-- Records supplied follows --

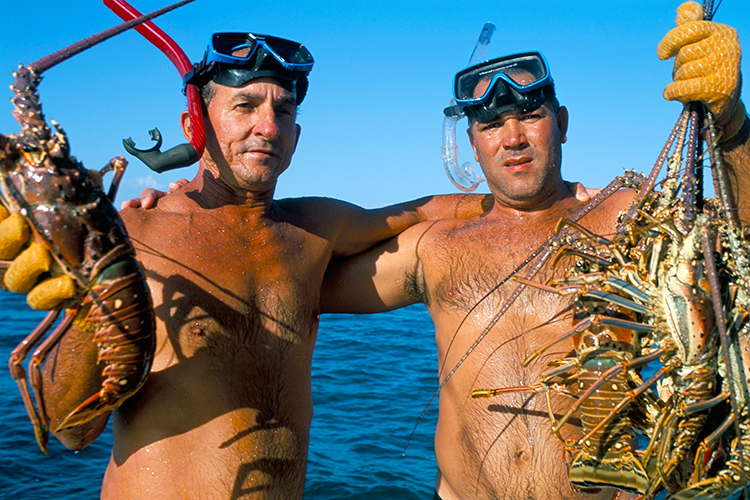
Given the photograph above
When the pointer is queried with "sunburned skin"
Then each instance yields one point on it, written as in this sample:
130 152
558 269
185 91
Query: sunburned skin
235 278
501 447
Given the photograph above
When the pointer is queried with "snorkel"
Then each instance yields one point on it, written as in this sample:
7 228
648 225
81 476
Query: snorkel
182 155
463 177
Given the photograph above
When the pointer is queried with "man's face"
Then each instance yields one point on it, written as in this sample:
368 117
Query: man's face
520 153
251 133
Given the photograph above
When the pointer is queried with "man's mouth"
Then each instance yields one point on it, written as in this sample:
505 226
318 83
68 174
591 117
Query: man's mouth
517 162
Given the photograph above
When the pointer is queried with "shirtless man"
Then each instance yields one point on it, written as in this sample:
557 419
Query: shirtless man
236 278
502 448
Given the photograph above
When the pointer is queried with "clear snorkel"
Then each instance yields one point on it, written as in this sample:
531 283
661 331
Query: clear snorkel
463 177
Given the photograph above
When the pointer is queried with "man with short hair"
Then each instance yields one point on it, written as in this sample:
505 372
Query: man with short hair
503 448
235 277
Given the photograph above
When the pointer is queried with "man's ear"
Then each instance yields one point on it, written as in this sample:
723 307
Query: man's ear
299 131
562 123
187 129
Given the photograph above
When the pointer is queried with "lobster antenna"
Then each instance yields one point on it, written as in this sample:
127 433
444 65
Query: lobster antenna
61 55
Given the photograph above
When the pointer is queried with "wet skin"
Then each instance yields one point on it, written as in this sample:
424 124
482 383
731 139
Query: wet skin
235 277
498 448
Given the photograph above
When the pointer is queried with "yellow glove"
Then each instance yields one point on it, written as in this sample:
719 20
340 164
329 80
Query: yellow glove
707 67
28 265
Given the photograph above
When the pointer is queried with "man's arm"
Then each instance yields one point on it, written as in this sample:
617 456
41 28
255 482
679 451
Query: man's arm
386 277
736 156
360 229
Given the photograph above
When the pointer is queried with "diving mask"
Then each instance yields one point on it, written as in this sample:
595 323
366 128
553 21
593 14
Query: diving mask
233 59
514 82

-- Records supplied concluded --
-- Records supplied follows --

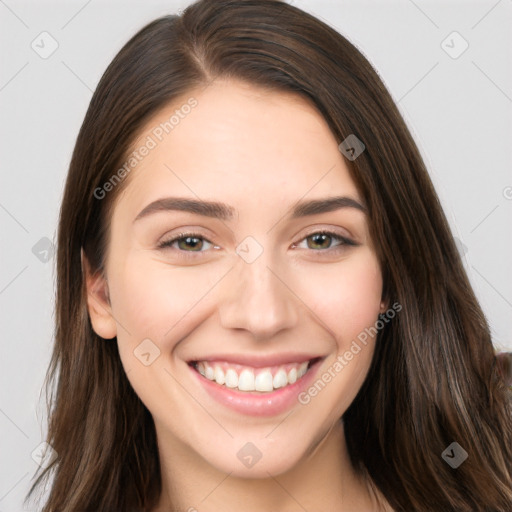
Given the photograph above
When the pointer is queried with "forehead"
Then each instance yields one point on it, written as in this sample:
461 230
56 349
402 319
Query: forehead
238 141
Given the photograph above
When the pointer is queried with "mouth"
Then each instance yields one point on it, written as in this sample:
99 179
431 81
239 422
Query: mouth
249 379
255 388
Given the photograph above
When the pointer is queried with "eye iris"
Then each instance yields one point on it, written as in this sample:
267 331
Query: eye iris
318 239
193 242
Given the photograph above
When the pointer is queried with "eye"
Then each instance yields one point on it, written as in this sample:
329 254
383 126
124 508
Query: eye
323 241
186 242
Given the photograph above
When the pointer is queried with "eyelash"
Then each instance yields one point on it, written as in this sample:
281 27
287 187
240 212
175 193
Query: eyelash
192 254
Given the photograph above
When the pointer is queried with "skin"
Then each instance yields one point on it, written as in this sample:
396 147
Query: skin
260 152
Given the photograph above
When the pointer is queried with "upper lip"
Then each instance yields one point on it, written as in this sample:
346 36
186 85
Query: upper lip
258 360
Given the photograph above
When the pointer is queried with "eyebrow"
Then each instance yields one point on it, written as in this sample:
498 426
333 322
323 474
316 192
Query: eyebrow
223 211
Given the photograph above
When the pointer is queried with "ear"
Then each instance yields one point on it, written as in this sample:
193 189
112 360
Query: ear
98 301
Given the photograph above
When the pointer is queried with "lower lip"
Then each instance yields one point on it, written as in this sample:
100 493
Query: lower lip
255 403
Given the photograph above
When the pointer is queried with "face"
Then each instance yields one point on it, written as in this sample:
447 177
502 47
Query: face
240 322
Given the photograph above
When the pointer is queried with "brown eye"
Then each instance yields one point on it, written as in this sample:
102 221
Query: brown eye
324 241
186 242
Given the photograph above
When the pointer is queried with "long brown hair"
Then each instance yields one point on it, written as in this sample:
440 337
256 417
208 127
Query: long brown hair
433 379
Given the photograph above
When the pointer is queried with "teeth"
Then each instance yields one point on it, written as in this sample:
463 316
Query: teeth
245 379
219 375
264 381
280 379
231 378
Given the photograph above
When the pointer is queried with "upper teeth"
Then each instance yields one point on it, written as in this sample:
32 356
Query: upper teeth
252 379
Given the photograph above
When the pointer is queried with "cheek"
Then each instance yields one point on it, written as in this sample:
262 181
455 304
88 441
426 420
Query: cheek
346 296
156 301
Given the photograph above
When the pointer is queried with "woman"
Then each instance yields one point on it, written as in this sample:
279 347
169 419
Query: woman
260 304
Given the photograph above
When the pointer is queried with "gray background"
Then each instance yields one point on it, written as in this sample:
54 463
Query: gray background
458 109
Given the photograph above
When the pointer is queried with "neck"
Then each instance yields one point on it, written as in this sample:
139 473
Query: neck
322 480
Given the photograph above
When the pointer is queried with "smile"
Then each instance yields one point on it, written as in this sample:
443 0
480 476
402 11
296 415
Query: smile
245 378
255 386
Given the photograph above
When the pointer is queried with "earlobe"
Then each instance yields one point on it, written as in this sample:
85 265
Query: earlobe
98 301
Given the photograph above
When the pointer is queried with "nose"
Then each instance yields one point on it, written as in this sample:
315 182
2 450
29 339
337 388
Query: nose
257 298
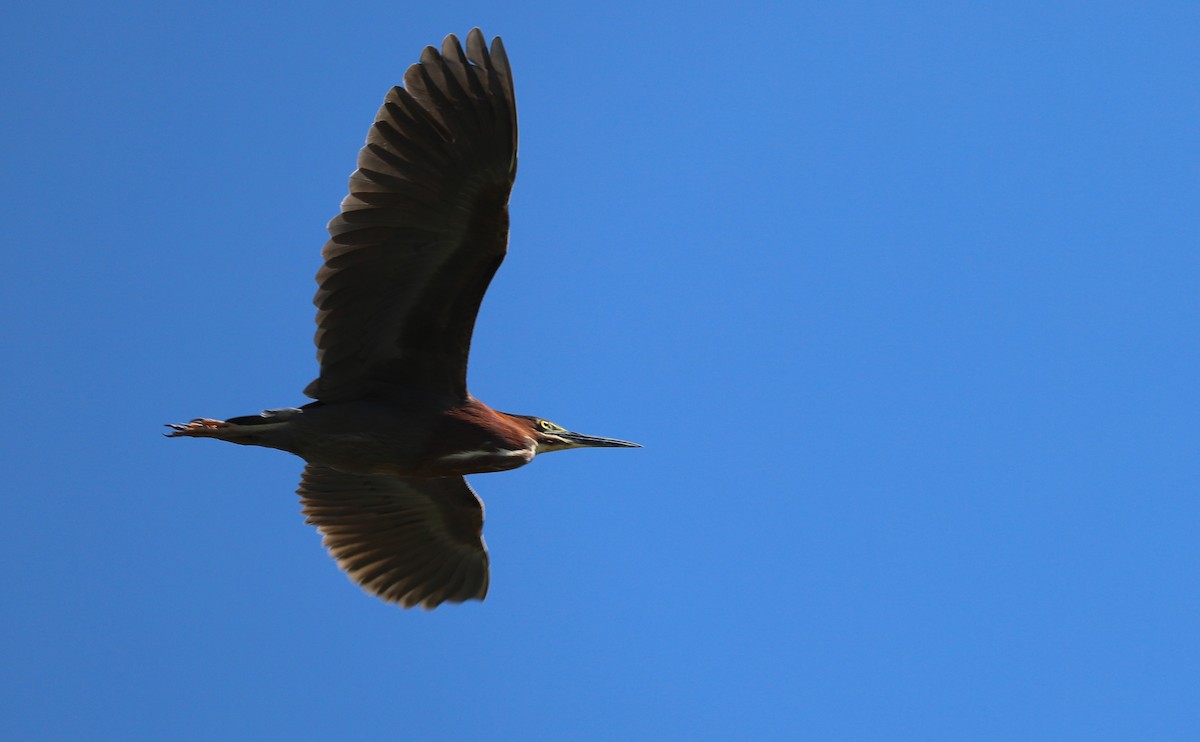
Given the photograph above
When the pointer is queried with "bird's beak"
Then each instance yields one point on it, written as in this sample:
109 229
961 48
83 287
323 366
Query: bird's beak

-- Records supplied concluded --

**What needs to be done**
All lines above in which the word "beak" occurs should be identified and copied.

**Task answer**
When the pointer is queried with "bird's beak"
Query: bird's beak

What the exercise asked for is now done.